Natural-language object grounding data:
Segment Open

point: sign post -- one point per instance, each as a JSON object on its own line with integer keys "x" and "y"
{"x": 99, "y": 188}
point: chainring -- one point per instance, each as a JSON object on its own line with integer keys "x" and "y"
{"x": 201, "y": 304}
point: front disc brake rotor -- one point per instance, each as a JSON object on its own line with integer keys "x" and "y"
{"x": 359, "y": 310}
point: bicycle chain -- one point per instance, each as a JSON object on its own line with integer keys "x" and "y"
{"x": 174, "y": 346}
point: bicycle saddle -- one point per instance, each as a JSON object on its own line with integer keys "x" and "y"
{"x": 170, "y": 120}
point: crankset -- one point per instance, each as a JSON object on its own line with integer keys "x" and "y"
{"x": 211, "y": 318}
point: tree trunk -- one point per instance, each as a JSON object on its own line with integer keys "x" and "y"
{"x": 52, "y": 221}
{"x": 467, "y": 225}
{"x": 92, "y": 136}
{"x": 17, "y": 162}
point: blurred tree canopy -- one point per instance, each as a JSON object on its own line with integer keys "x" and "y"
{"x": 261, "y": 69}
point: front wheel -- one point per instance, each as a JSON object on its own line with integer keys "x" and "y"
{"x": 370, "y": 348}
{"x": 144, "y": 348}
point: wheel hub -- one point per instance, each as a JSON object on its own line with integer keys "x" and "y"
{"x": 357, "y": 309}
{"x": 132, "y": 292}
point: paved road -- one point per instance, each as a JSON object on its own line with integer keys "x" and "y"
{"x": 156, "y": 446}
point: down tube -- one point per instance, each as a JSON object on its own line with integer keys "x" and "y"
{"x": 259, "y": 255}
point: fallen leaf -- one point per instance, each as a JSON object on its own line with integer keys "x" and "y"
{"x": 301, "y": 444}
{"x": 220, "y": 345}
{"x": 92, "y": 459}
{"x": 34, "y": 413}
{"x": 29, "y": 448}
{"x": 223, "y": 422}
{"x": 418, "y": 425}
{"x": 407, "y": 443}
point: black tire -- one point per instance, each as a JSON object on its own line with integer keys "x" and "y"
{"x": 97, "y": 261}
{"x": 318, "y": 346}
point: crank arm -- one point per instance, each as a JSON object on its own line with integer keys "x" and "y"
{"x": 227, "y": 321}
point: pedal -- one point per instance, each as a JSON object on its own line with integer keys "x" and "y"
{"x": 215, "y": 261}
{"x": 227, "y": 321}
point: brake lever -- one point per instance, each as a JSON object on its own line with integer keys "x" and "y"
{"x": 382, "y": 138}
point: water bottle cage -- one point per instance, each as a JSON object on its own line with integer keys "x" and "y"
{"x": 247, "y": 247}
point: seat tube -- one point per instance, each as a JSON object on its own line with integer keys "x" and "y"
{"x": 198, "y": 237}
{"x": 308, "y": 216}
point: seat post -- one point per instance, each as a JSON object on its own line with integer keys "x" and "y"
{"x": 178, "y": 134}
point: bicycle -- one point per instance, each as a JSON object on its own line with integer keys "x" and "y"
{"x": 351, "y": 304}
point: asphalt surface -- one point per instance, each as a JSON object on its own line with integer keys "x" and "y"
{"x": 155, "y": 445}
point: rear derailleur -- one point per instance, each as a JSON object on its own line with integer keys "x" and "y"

Segment Closed

## INSTRUCTIONS TO FOLLOW
The reply must consist solely of the lines from the one containing "point: brake lever" through the last line of the data, reproduced exactly.

## ANSWER FOR THE TASK
point: brake lever -- one point per instance, each as a JSON object on its own line with integer keys "x" and "y"
{"x": 382, "y": 138}
point: water bottle cage -- one point per instance, each as a JSON object on its own line with integer keys "x" and "y"
{"x": 247, "y": 247}
point: seat tube -- one point per instance, each as a JSON object on its own line with integer keys "x" and "y"
{"x": 198, "y": 237}
{"x": 308, "y": 216}
point: seat post -- one point per instance, each as a JSON object on its own line with integer keys "x" and "y"
{"x": 178, "y": 134}
point: bicycle -- one point per instance, each as a JSON object on its own line with integer keys "x" and "y"
{"x": 351, "y": 304}
point: asphalt surface -- one point per instance, each as a JSON object on its own line with integer keys "x" and "y"
{"x": 155, "y": 445}
point: rear derailleur -- one point per instance, each as a JSON object on its own line with integer keys "x" and "y"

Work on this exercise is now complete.